TEXT SEGMENT:
--

9. the Fund will provide disclosure in its simplified prospectus and annual information form of the short selling strategies and the details of this exemptive relief prior to implementing the short selling strategy;

Webb Enhanced Income Fund

10. in order to achieve its objectives, the Webb Enhanced Income Fund (the "Enhanced Income Fund") intends to invest primarily in equity securities of Canadian issuers (the "Canadian Equity Portfolio");

11. to produce tax-efficient distributions, the Enhanced Income Fund will also enter into one or more forward agreements (the "Forwards") to obtain exposure to an underlying portfolio (the "Underlying Portfolio"), which includes dividend-paying common and preferred shares, bonds, debentures, income trusts, equity-related securities and convertible securities issued by issuers anywhere in the world;

12. the Forwards will comply with sections 2.7, 2.8 and 2.11 of NI 81-102;

13. the objective of the Enhanced Income Fund is to provide investors with returns based on performance of the Underlying Portfolio and not the Canadian Equity Portfolio;

14. the Underlying Portfolio will be held in a separately managed account established with an investment dealer;

15. since the Underlying Portfolio will not be an "issuer" of securities, it is not a "mutual fund" or an "investment fund" and is not subject to NI 81-101 or NI 81-102;

16. the Underlying Portfolio will be managed by the Filer and the Filer intends to engage in limited short selling activity in the Underlying Portfolio and to apply all of the terms and conditions contemplated in paragraphs 6 through 9, above, mutatis mutandis, to the Underlying Portfolio's short selling activities;

17. except as described in paragraph 16, the Filer intends to manage the Underlying Portfolio in accordance with Part 2 of NI 81-102.

--

STORED RECORDS:
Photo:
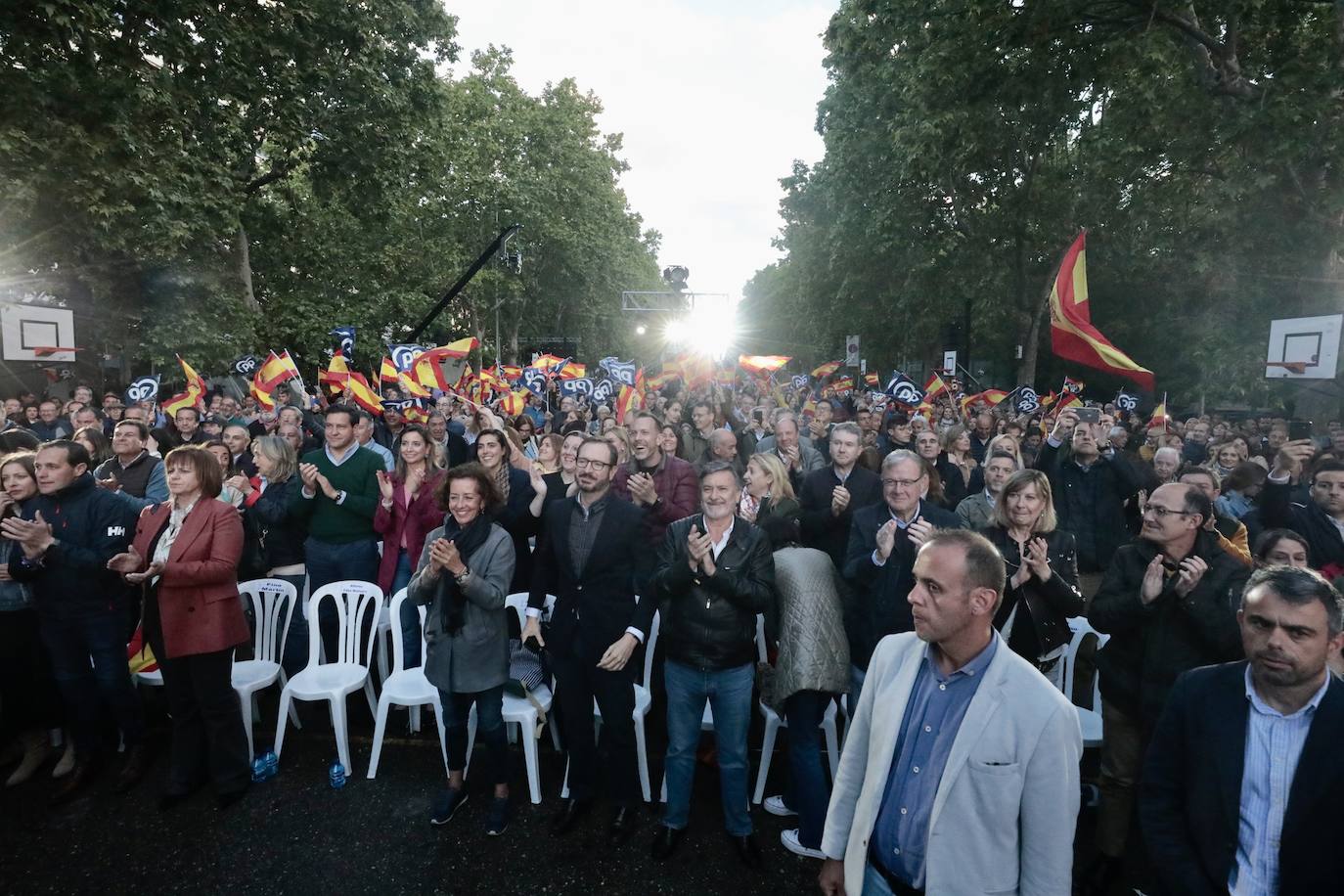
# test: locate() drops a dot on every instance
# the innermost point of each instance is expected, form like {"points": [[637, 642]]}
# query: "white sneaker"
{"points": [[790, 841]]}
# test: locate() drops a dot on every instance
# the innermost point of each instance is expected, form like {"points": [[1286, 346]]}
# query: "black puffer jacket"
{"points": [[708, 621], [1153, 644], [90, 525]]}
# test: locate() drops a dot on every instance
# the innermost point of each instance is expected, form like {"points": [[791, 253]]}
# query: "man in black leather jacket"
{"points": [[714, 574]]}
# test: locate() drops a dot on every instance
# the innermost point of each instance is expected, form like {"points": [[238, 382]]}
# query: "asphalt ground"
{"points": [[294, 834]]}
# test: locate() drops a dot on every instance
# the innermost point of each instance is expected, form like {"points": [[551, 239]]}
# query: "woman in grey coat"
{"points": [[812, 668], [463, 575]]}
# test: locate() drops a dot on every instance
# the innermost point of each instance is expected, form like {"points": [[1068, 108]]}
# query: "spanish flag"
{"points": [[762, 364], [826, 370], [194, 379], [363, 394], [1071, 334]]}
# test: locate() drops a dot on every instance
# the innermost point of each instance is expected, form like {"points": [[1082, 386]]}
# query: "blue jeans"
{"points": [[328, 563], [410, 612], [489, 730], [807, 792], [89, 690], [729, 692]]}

--

WHAT TO WORK ON:
Using the text on the Webb Enhanced Income Fund, answer the following questions, each on its own line under the same letter.
(a) What does the Enhanced Income Fund intend to invest primarily in?
(b) Where will the Underlying Portfolio be held?
(c) Which sections of NI 81-102 will the Forwards comply with?

EXERCISE RESULT:
(a) Equity securities of Canadian issuers.
(b) In a separately managed account established with an investment dealer.
(c) Sections 2.7, 2.8 and 2.11.